Top of Entries provided

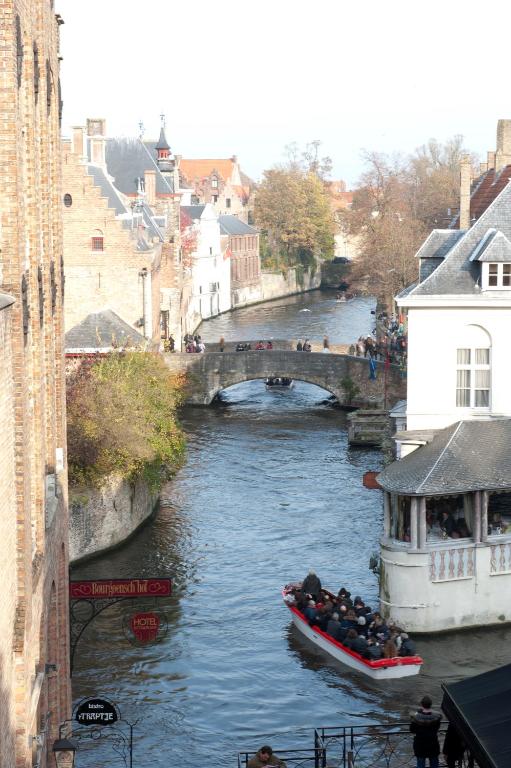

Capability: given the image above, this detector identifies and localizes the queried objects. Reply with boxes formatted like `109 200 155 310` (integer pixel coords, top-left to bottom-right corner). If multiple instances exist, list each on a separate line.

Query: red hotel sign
70 578 172 600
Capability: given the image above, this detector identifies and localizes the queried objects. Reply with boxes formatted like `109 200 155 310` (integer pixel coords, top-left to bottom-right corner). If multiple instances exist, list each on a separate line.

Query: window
456 347 490 407
212 195 218 203
211 176 218 189
226 198 231 209
91 230 104 251
63 193 72 207
485 263 511 288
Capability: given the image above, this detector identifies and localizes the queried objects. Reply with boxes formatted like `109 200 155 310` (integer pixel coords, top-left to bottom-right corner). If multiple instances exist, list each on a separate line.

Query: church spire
155 113 170 154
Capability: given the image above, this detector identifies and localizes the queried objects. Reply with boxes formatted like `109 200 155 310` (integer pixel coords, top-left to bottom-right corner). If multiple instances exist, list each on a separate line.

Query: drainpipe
139 267 148 338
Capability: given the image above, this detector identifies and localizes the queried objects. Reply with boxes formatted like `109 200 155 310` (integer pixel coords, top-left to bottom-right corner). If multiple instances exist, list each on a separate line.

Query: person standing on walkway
410 696 442 768
442 723 465 768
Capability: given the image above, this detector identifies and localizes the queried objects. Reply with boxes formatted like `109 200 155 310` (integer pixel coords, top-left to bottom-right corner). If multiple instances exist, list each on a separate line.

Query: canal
72 292 511 767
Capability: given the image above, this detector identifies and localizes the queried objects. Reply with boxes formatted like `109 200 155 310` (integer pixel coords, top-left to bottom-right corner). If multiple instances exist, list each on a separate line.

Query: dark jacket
400 637 417 657
326 618 340 637
351 635 368 655
363 643 383 660
301 574 322 598
443 723 465 761
410 709 441 758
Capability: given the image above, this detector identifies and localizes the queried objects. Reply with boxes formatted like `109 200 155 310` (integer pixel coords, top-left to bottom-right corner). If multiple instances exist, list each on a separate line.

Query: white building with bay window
377 180 511 632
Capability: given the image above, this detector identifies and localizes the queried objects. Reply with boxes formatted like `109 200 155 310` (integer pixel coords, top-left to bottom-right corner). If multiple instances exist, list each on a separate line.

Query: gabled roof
105 138 173 196
180 158 235 183
404 181 511 297
65 310 146 352
87 165 128 216
469 229 511 262
416 229 466 260
378 419 511 495
219 215 258 235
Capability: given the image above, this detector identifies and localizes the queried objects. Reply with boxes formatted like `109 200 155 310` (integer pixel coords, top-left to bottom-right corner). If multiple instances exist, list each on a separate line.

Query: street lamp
52 737 78 768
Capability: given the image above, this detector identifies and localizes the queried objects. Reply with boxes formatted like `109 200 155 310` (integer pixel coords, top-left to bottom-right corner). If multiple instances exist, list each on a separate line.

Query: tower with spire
155 113 173 173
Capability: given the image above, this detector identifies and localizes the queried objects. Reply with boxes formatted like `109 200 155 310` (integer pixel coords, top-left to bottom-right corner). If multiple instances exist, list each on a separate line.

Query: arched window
63 193 72 207
456 325 491 408
91 229 104 251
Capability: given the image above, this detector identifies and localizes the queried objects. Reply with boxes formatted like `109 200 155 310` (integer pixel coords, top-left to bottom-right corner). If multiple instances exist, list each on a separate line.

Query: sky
58 0 511 187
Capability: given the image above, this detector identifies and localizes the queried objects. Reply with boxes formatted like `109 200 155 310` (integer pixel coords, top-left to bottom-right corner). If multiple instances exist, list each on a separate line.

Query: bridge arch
210 374 340 404
164 348 406 408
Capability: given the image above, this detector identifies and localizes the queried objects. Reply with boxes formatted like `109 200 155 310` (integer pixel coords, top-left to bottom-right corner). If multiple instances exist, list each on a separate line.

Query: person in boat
368 613 390 642
345 628 368 655
296 340 303 351
356 616 368 637
410 696 442 768
301 570 322 600
383 637 398 658
353 596 366 616
266 340 273 350
304 600 318 624
341 628 359 649
326 612 341 638
255 340 265 350
247 746 287 768
399 632 417 657
363 637 383 660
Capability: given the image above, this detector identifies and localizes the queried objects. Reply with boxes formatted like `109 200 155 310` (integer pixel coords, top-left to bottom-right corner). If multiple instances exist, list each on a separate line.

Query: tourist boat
265 377 294 389
282 586 423 680
335 293 347 303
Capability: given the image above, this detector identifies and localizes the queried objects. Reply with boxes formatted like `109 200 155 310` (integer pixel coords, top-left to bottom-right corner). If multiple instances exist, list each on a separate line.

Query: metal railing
313 723 475 768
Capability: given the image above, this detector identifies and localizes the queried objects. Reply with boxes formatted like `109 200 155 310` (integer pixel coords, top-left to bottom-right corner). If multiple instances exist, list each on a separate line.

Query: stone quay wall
69 474 159 564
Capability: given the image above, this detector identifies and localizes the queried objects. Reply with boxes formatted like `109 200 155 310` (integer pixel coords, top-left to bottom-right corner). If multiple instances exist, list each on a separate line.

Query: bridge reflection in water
164 341 406 407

Bottom of Entries provided

→ What you need to do
What you write should match the entries exactly, except that the pictures are dropped.

→ Response for this exercise
Capability: given the image above, this detector identifies and localizes the queried objects. Reply with boxes formatted like `109 200 155 310` (integer pixel coords, top-left to bottom-right corner). If multiple instances exist, list each on a separate line.

Query: red hotel sign
70 578 172 600
Capability: given the image above, this detector identifies and localizes the queried objects. Reply with boxes formatted like `109 200 155 310` (integer pixel coords, top-left to bottom-right corner). If multiple instances exist, list each on a separate line.

Query: window
456 347 490 407
212 195 218 203
211 176 218 189
226 198 231 209
91 230 104 251
63 193 72 207
485 263 511 288
Capability: given the image above, this detector identifies and localizes the queried objects. Reply with boxes formatted like `109 200 155 310` (integer pixel coords, top-left to bottom-right corner). If multiple instances exist, list each on a separate line.

Query: church spire
155 113 170 154
Capability: given the image above, this detector identifies and localizes the queried objects. Reply with boxes formatted like `109 200 155 310` (integer pixel coords, top-left to bottom-right corner). If multiple instances exist, list each on a separate line.

Query: drainpipe
139 267 148 338
Capability: given the image above, this detector identifies and localizes the queried objects. Reply with boxes formatted like `109 200 155 310` (integer pixel coords, top-left to bottom-right corner). If multiple instances exist, list each on a separate line.

Query: person standing on walkway
410 696 442 768
442 723 465 768
Capability: given the image above, this detector identifies and localizes the queried objects. Reply with boxes formatted like `109 200 155 310` (integer pixel coords, top-left to bottom-right corner). If multiple instances exist, list each on a separate line.

Query: canal
72 292 511 767
Capability: given the image above, this detector identifies and localizes the queried objects. Reply with boxes formatted like `109 200 155 310` (integer pixel coords, top-left to bottom-right corner). If multiple instances exist, list each on a separate line.

Query: dark jacket
400 637 417 657
326 618 340 637
351 635 368 655
363 643 383 660
301 574 322 598
443 723 465 761
410 709 441 758
Capability: given the image above, this detector identifies and localizes the queried objects. Reply with boxes formatted like `109 200 155 310` (integer pixel coords, top-left to bottom-right corner). If multiple instances exist, list each on a separate line.

Query: white building with bay window
377 180 511 632
Capability: given the image above, this detector identifies and localizes the queried objects. Reply with boxes formatted like `109 200 155 310` (integer pixel coords, top-left to bottom-right corner). If multiple instances exist, list each on a separate line.

Query: gabled roof
105 138 173 196
180 158 235 183
404 181 511 297
65 310 146 352
87 165 128 216
469 229 511 262
416 229 466 260
378 419 511 495
219 215 258 235
Capability: given the image above, this detector identifies and localizes the queried objects. Reply with boxes formatted like `109 200 155 310` (integer pixel coords, top-left to bottom-right corner). If multiple instances exist, list each on a separate line.

Query: street lamp
52 737 78 768
Capability: given the image above, this detector identifies and localizes the queried objects. Reply with boxes formatted like `109 200 155 310` (integer pixel coords, top-left to bottom-right corner). If multiple instances exist, list each on a separate line.

Query: tower with spire
155 113 173 173
Capability: given the image above, this detector identifies and localizes the queried objects. Reply with boxes formatted like `109 200 155 310` (integer pixel coords, top-left to bottom-right corner). If multiple instances exist, list each on a separate line.

Query: arched window
63 193 72 207
456 325 491 408
91 229 104 251
Capability: given the image above, this detector identifies and localizes the queried objects. Reply with boxes formatted like `109 200 155 310` (integer pixel coords, top-left to bottom-right corner). If multiple instances exist, list each on a separate line.

Query: sky
58 0 511 187
Capability: given the image above, this detector identifies and localizes the queried objects. Reply with boxes formatted like `109 200 155 310` (integer pixel coords, top-left to bottom-right corner). If multiple instances exist, list each on a separate line.

Query: bridge arch
210 374 340 404
164 348 406 408
Capability: given the image above, this detector identifies and localizes the queried objects. Reply with boxes formatted like `109 200 155 310` (integer pixel coords, top-left to bottom-right corner). If multiple instances exist, list each on a separate line.

Query: person in boat
368 613 390 642
345 628 368 655
296 340 303 351
356 616 368 637
410 696 442 768
301 570 322 600
383 637 398 658
353 596 366 616
266 340 273 350
304 600 318 624
341 628 359 649
326 612 341 638
255 340 265 350
247 746 287 768
399 632 417 657
363 637 383 660
Capability: given the image above, this detector identifies and localizes the queried objects. Reply with boxes formatted like `109 200 155 310` (integer pixel coords, top-left to bottom-right corner). If multiple instances exist, list each on a separate line.

Query: tourist boat
265 377 294 389
282 586 423 680
335 293 347 303
Capability: given the image above, this detector identifies and localizes the queried objects. Reply with boxes formatted like `109 200 155 310` (integer pixel coords, top-left to bottom-right corner). If multiple instances exist, list each on a separate line.

Query: metal railing
313 723 475 768
Capability: given the image above, this detector identifies and localizes the queried objects. Reply with boxes formatted like `109 200 155 310` (integer pixel coords, top-left to bottom-right corner). If multiple instances exist, list each on a separate line.

Query: stone quay wall
69 474 159 564
Capability: given the image above, this detector identifies and localizes the queried objects. Reply with boxes formatted like `109 200 155 310` (integer pixel coords, top-left to bottom-right corner). If multiple instances exist, list each on a separate line.

Query: bridge reflection in water
164 341 406 407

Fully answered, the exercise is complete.